◆ **BRIEF**
Each and every line of the data must appear exactly as given.

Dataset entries
————

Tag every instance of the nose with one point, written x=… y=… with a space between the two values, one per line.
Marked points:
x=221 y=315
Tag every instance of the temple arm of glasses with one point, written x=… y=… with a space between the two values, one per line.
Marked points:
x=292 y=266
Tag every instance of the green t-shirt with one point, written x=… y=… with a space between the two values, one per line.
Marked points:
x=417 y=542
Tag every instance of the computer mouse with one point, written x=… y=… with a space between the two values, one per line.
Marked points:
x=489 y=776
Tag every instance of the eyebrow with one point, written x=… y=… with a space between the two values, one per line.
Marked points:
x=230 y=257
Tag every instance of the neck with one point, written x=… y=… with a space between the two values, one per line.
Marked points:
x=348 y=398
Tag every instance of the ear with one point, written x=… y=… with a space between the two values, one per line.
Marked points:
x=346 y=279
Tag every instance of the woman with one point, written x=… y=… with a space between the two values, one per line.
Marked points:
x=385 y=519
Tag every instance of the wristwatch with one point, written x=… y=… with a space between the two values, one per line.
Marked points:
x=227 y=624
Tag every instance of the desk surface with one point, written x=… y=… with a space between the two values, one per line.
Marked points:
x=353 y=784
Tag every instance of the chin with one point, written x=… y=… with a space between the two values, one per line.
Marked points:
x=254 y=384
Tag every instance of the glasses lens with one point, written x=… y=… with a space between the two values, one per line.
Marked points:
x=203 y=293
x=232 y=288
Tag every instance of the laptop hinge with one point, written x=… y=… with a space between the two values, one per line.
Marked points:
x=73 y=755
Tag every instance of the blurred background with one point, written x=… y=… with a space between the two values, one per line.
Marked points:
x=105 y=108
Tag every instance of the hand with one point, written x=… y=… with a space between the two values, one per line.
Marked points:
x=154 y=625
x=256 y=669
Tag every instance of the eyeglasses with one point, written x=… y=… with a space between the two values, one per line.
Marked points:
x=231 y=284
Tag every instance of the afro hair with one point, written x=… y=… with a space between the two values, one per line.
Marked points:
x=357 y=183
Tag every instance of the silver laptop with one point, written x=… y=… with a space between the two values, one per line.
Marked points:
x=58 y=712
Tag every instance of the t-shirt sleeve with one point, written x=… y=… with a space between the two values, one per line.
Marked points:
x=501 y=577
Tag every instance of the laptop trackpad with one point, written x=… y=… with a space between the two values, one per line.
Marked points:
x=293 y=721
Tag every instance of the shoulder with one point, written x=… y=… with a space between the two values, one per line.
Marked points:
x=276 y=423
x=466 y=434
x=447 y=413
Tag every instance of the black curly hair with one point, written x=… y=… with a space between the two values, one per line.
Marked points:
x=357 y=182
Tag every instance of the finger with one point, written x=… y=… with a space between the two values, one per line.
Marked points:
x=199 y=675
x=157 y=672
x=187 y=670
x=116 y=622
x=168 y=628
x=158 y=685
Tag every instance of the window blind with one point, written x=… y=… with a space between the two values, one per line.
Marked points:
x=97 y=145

————

◆ **SOLUTION FOR THIS TASK**
Tag every instance of the nose with one point, written x=… y=… with a space between the two values, one per line.
Marked points:
x=221 y=315
Tag every instance of the temple arm of glasses with one point, written x=… y=… with a space between the two values, one per line.
Marked points:
x=292 y=266
Tag every instance of the green t-shirt with one point, written x=… y=… with a space between the two values, one per line.
Marked points:
x=417 y=542
Tag every instance of the computer mouse with one point, written x=… y=… with a space between the two values, one per line.
Marked points:
x=489 y=776
Tag every instance of the eyebrow with one point, written x=… y=… with a space between the two values, one per line.
Marked points:
x=230 y=257
Tag every instance of the neck with one point, written x=… y=… with a space between the two values, one per line.
Marked points:
x=348 y=398
Tag every instance of the ear with one point, written x=… y=… with a space between the two values, one per line.
Marked points:
x=346 y=279
Tag every instance of the woman with one point, written x=… y=… with a space between the two values, one per line.
Marked points:
x=385 y=519
Tag every instance of the wristwatch with one point, written x=… y=… with a space between the two values, one per line.
Marked points:
x=227 y=624
Tag every instance of the desk surface with one point, written x=… y=… with a space between the two values, one per line.
Marked points:
x=353 y=784
Tag every instance of the chin with one point, written x=… y=… with a space between the two values, one per line.
Marked points:
x=254 y=384
Tag every instance of the glasses lens with one point, written x=… y=… with a space between the two values, one per line.
Marked points:
x=203 y=293
x=232 y=288
Tag every instance of the laptop hinge with one point, written x=… y=… with a space between the two values, one per line.
Marked points:
x=73 y=755
Tag every instance of the blurred background with one point, written x=… y=… with a space between the two values, one per line.
Marked points:
x=105 y=108
Tag every instance of the hand with one point, written x=… y=… with a space between the two values, one per line.
Marked points:
x=154 y=625
x=256 y=669
Tag every instance of the eyeglasses with one point, written x=… y=… with a space between the two values, one per line.
Marked points:
x=231 y=284
Tag every instance of the afro hair with one point, written x=… y=… with a space between the two values, one per line.
Marked points:
x=357 y=183
Tag every instance of the silver laptop with one point, written x=… y=… with a space between the two values, one per line.
Marked points:
x=58 y=712
Tag every instance of the t-shirt sleeve with one point, written x=… y=… with a space between the two values, one per line.
Marked points:
x=501 y=577
Tag every instance of the laptop trackpad with one point, written x=… y=… with a space between the two values, one per line.
Marked points:
x=293 y=721
Tag every instance of the shoulder with one point, written x=… y=… with a space between the two values, one per line.
Marked points:
x=276 y=423
x=466 y=434
x=447 y=413
Tag every instance of the black curly hair with one point, written x=… y=… with a space between the two values, one per line.
Marked points:
x=357 y=182
Tag every instance of the finger with one point, written x=… y=… with a space between the two values, one per line.
Marked points:
x=199 y=675
x=157 y=672
x=187 y=670
x=116 y=622
x=168 y=628
x=158 y=685
Tag every instance of the window blind with one point, written x=… y=… with a space between the two values, one per line.
Marked points:
x=97 y=145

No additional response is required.